■ PAGE
· · · · · · ·
Friday, March 27, 2020

Hero-Bashing: Thoughts on Bellow's Prose

    In an interview on a Spanish arts-and-culture show in the late 1980s (available now on YouTube), Saul Bellow admits (or is it boasts?) that no less an eminence than W.H. Auden once challenged his approach to long-form prose. Auden contended, said Bellow, that the fineness of Bellow’s writing – its euphony and romping rhythms, its elevation of the sentence to a new poetic form – was doomed, was unsustainable. Bellow was making a huge mistake; he was bound to drive himself mad with his efforts, to wreck the keel of his prosody on the rocks of so demanding a form. These demands being, of course, the arranging of plot, the drawing and development of character, the mixing of voices and teasing of themes – demands the poet must certainly answer, but in smaller, more manageable ways. In Auden’s view, language, for the novelist, was primarily a medium; for the poet, however, it was the the entirety: medium, action, and artwork all at once. By presuming to foreground his language, a prose that verged on verse, Bellow (in Auden’s view) was confusing the tools for the work itself, like a man too busy admiring his brush to paint on the actual canvas.
· · · · · · ·
■ SOURCE EXCERPT

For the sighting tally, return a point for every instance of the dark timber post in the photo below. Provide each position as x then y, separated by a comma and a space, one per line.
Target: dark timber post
· · · · · · ·
■ WHAT IS ASKED
**a.** In the post on Bellow's prose, what did Auden consider language to be for the poet?
**b.** Write the next part of the post on Bellow's prose, picking up after its final sentence.
The listing is separate material, unrelated to the post on Bellow's prose.

■ RESPONSES IN ORDER
**a.** For the poet, language was the entirety: medium, action, and artwork all at once.

**b.**
    Somehow I doubt this anecdote, with its bragging tone disguised as self-reproach. For one thing, few readers, whether they’re casual fans or laurel-decked poets like Auden, could accuse Saul Bellow of short-changing the novel – and certainly not by mid-century, in the wake of Ulysses (to say nothing of Finnegans Wake). Bellow, in other words, was not alone in his elevation of prose over mere reportage. After all, he was an artist in the Age of Style, an era which, though subject to tremors in taste, has shown no signs of collapse. (There are few “literary” writers today who don’t shape their prose with great care. Even a “plainspoken” style bows to Style.) In this sense, Bellow’s prose is both typical and extraordinary: one more flame in the undying bonfire of modernism.
    Another reason I doubt this anecdote: The prose isn’t poetry. It is too laden with description, too flabby with adjectives, too bogged down and boggy with its own exhaustive catalogs. Anti-poetic, too, is Bellow’s taste for caricature, for delineating the grotesque and the beautiful with the strokes of a cartoonist – strokes that, for all their color and abundance, tend to obscure grotesquery and beauty alike. In Herzog, Bellow’s early-60s blockbuster, the eponymous hero describes his ex-wives and -girlfriends in the hard-breathing manner of an undersexed Hooter’s patron. Here is Herzog reflecting on the comelier features of his Argentine mistress: “Ramona with her intoxicating eyes and robust breasts, her short but gentle legs, her Carmen airs, thievishly seductive, her skill in the sack (defeating invisible rivals)….” A few lines later, as if to complete her portrait as a sex robot, Ramona concedes to the needy Herzog, “But I know better than to be proud and demanding. Life has taught me to be humble.” And yet Bellow intends us to take this woman seriously; caricature, in such moments, becomes much more than a flaw in the prose.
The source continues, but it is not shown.